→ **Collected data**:
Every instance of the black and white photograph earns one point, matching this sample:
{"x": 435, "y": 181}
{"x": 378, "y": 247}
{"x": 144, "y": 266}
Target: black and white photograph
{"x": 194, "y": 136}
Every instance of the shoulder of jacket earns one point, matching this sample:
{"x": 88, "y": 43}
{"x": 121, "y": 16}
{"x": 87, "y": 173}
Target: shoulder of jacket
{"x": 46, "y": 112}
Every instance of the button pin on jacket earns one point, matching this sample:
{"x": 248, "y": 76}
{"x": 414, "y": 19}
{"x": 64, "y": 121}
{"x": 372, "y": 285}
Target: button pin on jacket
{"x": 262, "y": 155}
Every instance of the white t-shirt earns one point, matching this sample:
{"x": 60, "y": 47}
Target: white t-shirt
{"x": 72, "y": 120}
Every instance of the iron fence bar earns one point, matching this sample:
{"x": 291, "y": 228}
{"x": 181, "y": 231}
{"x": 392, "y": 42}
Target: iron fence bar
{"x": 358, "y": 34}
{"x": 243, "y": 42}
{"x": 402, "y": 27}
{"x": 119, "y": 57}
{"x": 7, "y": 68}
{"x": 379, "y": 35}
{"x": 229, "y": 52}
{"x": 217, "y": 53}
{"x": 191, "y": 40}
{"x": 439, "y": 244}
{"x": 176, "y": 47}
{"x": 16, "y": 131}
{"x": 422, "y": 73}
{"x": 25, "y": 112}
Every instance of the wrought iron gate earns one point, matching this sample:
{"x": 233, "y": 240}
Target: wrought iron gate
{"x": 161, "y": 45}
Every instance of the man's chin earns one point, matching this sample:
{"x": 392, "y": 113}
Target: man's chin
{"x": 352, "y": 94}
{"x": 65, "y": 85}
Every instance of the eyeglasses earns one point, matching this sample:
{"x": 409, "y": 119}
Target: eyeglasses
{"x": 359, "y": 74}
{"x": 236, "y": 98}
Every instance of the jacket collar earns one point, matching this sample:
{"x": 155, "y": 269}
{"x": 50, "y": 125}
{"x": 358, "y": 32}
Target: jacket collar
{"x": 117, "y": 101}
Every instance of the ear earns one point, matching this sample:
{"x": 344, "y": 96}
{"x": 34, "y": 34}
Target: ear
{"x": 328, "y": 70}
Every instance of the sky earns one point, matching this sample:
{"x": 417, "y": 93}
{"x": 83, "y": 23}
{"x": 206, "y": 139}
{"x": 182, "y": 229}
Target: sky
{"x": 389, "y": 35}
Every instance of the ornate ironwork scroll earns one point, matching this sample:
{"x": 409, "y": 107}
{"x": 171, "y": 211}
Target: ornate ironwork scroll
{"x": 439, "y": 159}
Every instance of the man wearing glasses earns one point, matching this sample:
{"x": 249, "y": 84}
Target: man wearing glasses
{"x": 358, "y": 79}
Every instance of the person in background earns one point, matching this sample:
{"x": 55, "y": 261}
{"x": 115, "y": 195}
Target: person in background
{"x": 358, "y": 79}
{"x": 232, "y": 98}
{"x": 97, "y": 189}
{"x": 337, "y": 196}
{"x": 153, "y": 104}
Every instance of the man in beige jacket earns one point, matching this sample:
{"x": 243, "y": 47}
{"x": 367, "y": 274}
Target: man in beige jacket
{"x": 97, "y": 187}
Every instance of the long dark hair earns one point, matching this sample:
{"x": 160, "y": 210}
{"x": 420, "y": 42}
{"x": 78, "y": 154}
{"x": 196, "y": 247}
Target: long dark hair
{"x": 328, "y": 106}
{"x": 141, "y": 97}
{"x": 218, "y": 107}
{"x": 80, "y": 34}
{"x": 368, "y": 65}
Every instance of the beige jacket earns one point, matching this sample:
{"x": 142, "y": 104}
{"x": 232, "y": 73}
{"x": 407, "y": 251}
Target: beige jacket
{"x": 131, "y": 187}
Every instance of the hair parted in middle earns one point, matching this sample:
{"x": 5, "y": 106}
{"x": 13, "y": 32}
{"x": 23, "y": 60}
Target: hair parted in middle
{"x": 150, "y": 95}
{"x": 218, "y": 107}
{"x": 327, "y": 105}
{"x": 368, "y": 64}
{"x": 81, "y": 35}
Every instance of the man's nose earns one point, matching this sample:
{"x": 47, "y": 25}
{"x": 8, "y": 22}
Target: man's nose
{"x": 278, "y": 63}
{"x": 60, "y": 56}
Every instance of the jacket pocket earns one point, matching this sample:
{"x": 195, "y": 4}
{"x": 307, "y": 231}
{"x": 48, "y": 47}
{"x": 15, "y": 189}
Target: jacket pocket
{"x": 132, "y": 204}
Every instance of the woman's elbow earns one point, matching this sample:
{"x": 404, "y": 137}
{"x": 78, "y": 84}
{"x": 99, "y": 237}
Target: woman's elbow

→ **Task prompt**: Your answer must be an exact transcription of every record above.

→ **Answer for this exercise**:
Every instance of the black and white photograph earns one point, matching this sample:
{"x": 435, "y": 181}
{"x": 378, "y": 247}
{"x": 144, "y": 266}
Target: black and white photograph
{"x": 194, "y": 136}
Every instance of the shoulder of jacket earns one point, matching this sample:
{"x": 88, "y": 43}
{"x": 121, "y": 16}
{"x": 87, "y": 173}
Target: shoulder of jacket
{"x": 46, "y": 112}
Every instance of the button pin on jacket earns one point, matching this sample:
{"x": 248, "y": 76}
{"x": 414, "y": 19}
{"x": 64, "y": 121}
{"x": 372, "y": 285}
Target: button pin on jacket
{"x": 262, "y": 155}
Every instance of the white t-shirt earns one point, matching this sample:
{"x": 60, "y": 47}
Target: white t-shirt
{"x": 72, "y": 120}
Every instance of the iron fence bar earns one point, matching this sample:
{"x": 291, "y": 228}
{"x": 181, "y": 231}
{"x": 392, "y": 42}
Target: iron fence bar
{"x": 358, "y": 34}
{"x": 243, "y": 42}
{"x": 402, "y": 27}
{"x": 119, "y": 57}
{"x": 7, "y": 68}
{"x": 379, "y": 35}
{"x": 229, "y": 52}
{"x": 217, "y": 53}
{"x": 191, "y": 40}
{"x": 439, "y": 244}
{"x": 176, "y": 47}
{"x": 16, "y": 131}
{"x": 422, "y": 73}
{"x": 25, "y": 112}
Every instance of the wrought iron gate earns one point, matching this sample:
{"x": 233, "y": 240}
Target: wrought iron gate
{"x": 161, "y": 45}
Every instance of the man's chin earns one point, matching this sample:
{"x": 392, "y": 113}
Target: man's chin
{"x": 352, "y": 94}
{"x": 65, "y": 85}
Every instance of the eyeglasses earns one point, matching this sample:
{"x": 409, "y": 119}
Target: eyeglasses
{"x": 359, "y": 74}
{"x": 236, "y": 98}
Every instance of the jacket collar earns one point, matching this sample:
{"x": 155, "y": 269}
{"x": 50, "y": 125}
{"x": 358, "y": 32}
Target: jacket collar
{"x": 117, "y": 101}
Every instance of the ear earns one point, matching this sample:
{"x": 344, "y": 96}
{"x": 34, "y": 34}
Target: ear
{"x": 328, "y": 70}
Every instance of the sky earns one point, matching this sample:
{"x": 417, "y": 93}
{"x": 83, "y": 23}
{"x": 206, "y": 139}
{"x": 182, "y": 229}
Target: sky
{"x": 389, "y": 35}
Every instance of the ornate ironwork scroll earns one point, matching this sample:
{"x": 409, "y": 107}
{"x": 171, "y": 211}
Target: ornate ironwork scroll
{"x": 439, "y": 159}
Every instance of the man wearing glasses earns one point, matching this sample:
{"x": 249, "y": 84}
Target: man wearing glasses
{"x": 358, "y": 79}
Every instance of the person in background earns one point, matching this sample:
{"x": 55, "y": 261}
{"x": 115, "y": 195}
Target: person in background
{"x": 358, "y": 79}
{"x": 232, "y": 98}
{"x": 97, "y": 189}
{"x": 337, "y": 196}
{"x": 153, "y": 104}
Every instance of the man in beige jacket earns one point, matching this sample:
{"x": 243, "y": 47}
{"x": 367, "y": 274}
Target: man in beige jacket
{"x": 97, "y": 187}
Every instance of the long dark hair earns one point, matching this sample:
{"x": 160, "y": 210}
{"x": 420, "y": 42}
{"x": 78, "y": 154}
{"x": 196, "y": 247}
Target: long dark hair
{"x": 328, "y": 106}
{"x": 141, "y": 97}
{"x": 218, "y": 107}
{"x": 80, "y": 34}
{"x": 368, "y": 65}
Every instance of the beige jacket earns one point, matching this sample:
{"x": 142, "y": 104}
{"x": 232, "y": 73}
{"x": 407, "y": 251}
Target: beige jacket
{"x": 131, "y": 187}
Every instance of the hair parted in middle earns one point, matching this sample:
{"x": 5, "y": 106}
{"x": 13, "y": 32}
{"x": 23, "y": 60}
Target: hair parted in middle
{"x": 150, "y": 95}
{"x": 218, "y": 107}
{"x": 327, "y": 105}
{"x": 368, "y": 64}
{"x": 81, "y": 35}
Every instance of the man's nose earns one point, matching this sample:
{"x": 47, "y": 25}
{"x": 8, "y": 22}
Target: man's nose
{"x": 278, "y": 63}
{"x": 60, "y": 56}
Every instance of the jacket pocket earns one point, matching this sample:
{"x": 195, "y": 4}
{"x": 307, "y": 231}
{"x": 48, "y": 47}
{"x": 15, "y": 189}
Target: jacket pocket
{"x": 132, "y": 204}
Every instance of the woman's elbow earns one point, matching this sample:
{"x": 404, "y": 137}
{"x": 78, "y": 84}
{"x": 99, "y": 237}
Target: woman's elbow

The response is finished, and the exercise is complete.